• **EXERCISE TASK**: Write out, word for word, the lines of the entries below, starting at the line that contains "Find the blue" and stopping after the line that contains "Please outline every instance of the blue".

• **RECORDS SHOWN**:
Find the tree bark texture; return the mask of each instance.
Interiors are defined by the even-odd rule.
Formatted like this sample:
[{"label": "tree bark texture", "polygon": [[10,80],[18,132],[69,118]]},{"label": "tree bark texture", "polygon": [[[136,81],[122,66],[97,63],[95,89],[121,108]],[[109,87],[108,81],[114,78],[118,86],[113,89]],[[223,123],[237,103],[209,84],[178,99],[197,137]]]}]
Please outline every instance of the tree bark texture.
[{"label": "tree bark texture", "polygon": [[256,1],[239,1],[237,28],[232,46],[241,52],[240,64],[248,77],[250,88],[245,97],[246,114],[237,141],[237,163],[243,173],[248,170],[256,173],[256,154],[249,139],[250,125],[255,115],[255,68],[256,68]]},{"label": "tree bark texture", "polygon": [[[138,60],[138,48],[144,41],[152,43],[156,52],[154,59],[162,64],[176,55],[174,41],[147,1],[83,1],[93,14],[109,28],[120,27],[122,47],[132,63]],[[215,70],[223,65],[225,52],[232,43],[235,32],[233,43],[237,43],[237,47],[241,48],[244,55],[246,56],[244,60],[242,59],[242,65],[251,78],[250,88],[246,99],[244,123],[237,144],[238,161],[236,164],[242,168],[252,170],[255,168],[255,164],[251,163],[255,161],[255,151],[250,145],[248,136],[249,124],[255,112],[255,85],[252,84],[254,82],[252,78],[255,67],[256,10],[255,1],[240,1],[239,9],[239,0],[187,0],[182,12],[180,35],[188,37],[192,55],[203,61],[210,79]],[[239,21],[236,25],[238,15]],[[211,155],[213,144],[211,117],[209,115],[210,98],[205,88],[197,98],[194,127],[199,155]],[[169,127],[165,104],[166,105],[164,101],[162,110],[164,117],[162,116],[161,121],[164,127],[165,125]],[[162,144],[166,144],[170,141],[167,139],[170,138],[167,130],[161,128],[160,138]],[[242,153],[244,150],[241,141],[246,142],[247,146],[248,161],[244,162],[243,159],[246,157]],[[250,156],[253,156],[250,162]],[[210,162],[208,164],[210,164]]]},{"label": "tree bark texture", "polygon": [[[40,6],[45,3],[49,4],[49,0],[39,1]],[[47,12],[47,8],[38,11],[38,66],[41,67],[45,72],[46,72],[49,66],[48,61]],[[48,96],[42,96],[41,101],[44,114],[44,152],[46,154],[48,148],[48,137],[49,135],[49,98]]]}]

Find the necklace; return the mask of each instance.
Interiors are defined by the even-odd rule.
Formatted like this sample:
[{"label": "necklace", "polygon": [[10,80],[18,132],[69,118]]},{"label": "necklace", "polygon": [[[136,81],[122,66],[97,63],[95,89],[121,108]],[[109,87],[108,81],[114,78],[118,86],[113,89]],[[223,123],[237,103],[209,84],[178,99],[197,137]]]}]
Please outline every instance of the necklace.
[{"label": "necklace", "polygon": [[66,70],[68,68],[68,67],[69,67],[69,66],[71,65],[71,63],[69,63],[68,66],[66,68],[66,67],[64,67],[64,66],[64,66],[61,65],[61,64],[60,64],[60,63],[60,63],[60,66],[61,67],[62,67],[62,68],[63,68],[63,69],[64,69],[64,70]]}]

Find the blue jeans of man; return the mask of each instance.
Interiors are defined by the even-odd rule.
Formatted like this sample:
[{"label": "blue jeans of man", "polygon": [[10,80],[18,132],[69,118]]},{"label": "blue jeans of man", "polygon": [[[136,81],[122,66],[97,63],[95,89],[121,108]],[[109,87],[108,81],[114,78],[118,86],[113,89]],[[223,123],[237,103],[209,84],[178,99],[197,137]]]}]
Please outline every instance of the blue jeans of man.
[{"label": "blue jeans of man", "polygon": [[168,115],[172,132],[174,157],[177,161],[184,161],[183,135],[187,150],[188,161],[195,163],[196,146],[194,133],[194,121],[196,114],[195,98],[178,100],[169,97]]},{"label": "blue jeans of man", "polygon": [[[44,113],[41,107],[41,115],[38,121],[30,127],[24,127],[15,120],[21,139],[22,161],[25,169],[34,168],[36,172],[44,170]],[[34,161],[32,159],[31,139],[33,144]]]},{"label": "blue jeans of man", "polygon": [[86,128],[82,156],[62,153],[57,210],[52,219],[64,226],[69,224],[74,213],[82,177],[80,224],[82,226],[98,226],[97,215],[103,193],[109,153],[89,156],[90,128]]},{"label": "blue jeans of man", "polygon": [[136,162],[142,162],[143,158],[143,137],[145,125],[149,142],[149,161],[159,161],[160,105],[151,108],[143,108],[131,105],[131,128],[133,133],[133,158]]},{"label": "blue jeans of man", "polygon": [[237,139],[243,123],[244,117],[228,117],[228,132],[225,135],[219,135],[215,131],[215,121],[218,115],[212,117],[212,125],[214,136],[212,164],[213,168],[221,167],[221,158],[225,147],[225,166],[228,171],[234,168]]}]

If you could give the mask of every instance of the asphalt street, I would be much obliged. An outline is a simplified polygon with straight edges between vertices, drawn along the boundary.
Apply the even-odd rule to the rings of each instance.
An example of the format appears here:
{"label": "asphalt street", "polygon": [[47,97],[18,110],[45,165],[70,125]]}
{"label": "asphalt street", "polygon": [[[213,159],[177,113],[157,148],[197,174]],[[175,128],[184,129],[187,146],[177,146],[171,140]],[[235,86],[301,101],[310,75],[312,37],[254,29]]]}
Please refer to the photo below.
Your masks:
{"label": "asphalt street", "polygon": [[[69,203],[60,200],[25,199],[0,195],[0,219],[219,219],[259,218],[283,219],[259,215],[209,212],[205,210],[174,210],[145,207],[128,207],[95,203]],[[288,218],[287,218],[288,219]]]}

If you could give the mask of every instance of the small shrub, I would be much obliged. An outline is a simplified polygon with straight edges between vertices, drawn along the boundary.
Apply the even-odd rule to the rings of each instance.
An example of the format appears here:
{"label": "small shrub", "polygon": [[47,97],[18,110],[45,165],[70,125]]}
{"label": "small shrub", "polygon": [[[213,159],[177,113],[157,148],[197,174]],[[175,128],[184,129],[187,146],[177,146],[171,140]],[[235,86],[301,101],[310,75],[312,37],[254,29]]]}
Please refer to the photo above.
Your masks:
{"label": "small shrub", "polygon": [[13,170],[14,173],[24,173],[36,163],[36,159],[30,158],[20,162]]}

• **SOLUTION TO THIS TASK**:
Find the blue jeans of man; return the mask of each instance.
Interiors are defined by the even-odd rule.
Formatted like this sample:
[{"label": "blue jeans of man", "polygon": [[10,80],[18,132],[69,118]]},{"label": "blue jeans of man", "polygon": [[[136,81],[122,66],[97,63],[95,89],[121,108]],[[109,87],[108,81],[114,78],[118,86],[113,89]],[[223,123],[237,103],[209,84],[178,99],[197,137]]]}]
Please outline every instance of the blue jeans of man.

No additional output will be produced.